Working data Start Marker

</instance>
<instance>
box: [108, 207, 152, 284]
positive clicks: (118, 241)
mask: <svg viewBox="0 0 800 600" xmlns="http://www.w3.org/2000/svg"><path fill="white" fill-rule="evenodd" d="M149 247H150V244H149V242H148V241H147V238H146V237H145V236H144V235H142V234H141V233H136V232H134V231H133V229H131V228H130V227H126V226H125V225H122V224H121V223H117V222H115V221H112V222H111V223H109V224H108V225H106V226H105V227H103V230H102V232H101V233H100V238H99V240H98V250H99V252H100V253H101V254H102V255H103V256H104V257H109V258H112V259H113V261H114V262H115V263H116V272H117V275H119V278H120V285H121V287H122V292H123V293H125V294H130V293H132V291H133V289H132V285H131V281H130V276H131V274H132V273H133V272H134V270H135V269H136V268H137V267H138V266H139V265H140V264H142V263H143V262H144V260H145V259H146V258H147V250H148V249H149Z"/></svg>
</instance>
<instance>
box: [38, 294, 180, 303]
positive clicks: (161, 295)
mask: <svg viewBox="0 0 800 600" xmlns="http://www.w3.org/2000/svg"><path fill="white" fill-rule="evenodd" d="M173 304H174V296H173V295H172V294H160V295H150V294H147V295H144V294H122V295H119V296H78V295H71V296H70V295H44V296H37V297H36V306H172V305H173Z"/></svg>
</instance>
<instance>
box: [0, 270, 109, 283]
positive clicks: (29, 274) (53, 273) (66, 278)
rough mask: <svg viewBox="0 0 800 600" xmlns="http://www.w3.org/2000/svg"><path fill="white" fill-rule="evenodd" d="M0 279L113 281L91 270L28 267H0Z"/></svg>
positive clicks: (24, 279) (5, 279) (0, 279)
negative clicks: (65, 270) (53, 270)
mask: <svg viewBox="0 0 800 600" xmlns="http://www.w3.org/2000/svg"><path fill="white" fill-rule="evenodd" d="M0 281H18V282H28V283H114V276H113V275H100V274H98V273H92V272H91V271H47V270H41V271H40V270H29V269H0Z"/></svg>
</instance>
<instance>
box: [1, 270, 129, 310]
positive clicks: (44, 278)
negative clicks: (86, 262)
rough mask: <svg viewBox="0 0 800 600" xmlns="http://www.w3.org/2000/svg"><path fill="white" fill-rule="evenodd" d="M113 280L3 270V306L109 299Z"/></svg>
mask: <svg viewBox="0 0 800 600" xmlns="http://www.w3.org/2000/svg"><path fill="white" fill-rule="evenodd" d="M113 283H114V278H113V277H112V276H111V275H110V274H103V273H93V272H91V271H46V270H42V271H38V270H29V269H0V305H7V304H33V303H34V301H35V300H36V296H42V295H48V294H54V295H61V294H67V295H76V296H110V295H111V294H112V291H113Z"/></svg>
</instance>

Working data End Marker

Problem =>
Each of the lines above should be printed again precisely as it reads.

Answer for this exercise =>
</instance>
<instance>
box: [108, 207, 152, 284]
positive clicks: (118, 241)
mask: <svg viewBox="0 0 800 600" xmlns="http://www.w3.org/2000/svg"><path fill="white" fill-rule="evenodd" d="M149 247H150V244H149V242H148V241H147V238H146V237H145V236H144V235H142V234H141V233H136V232H134V231H133V229H131V228H130V227H126V226H125V225H122V224H121V223H117V222H115V221H112V222H111V223H109V224H108V225H106V226H105V227H103V230H102V232H101V233H100V238H99V240H98V250H99V252H100V253H101V254H102V255H103V256H104V257H109V258H112V259H113V261H114V262H115V263H116V272H117V275H119V278H120V285H121V287H122V292H123V293H125V294H130V293H132V291H133V289H132V285H131V281H130V276H131V274H132V273H133V272H134V270H135V269H136V268H137V267H138V266H139V265H140V264H142V263H143V262H144V260H145V259H146V258H147V250H148V249H149Z"/></svg>
</instance>
<instance>
box: [38, 294, 180, 303]
positive clicks: (161, 295)
mask: <svg viewBox="0 0 800 600" xmlns="http://www.w3.org/2000/svg"><path fill="white" fill-rule="evenodd" d="M173 304H174V296H173V295H172V294H160V295H150V294H147V295H144V294H122V295H119V296H78V295H71V296H70V295H44V296H37V297H36V306H172V305H173Z"/></svg>
</instance>
<instance>
box: [0, 270, 109, 283]
positive clicks: (29, 274) (53, 273) (66, 278)
rough mask: <svg viewBox="0 0 800 600" xmlns="http://www.w3.org/2000/svg"><path fill="white" fill-rule="evenodd" d="M0 279L113 281L91 270L28 267H0Z"/></svg>
positive clicks: (24, 279) (5, 279) (0, 279)
negative clicks: (65, 270) (53, 270)
mask: <svg viewBox="0 0 800 600" xmlns="http://www.w3.org/2000/svg"><path fill="white" fill-rule="evenodd" d="M0 281H18V282H28V283H114V276H113V275H100V274H98V273H92V272H91V271H47V270H41V271H40V270H29V269H0Z"/></svg>
</instance>
<instance>
box: [1, 270, 129, 310]
positive clicks: (44, 278)
negative clicks: (86, 262)
rough mask: <svg viewBox="0 0 800 600" xmlns="http://www.w3.org/2000/svg"><path fill="white" fill-rule="evenodd" d="M113 280L3 270V306L109 299Z"/></svg>
mask: <svg viewBox="0 0 800 600" xmlns="http://www.w3.org/2000/svg"><path fill="white" fill-rule="evenodd" d="M113 283H114V278H113V277H112V276H111V275H110V274H103V273H93V272H91V271H46V270H42V271H38V270H29V269H0V305H7V304H33V303H34V301H35V300H36V296H42V295H48V294H54V295H61V294H67V295H76V296H110V295H111V294H112V291H113Z"/></svg>
</instance>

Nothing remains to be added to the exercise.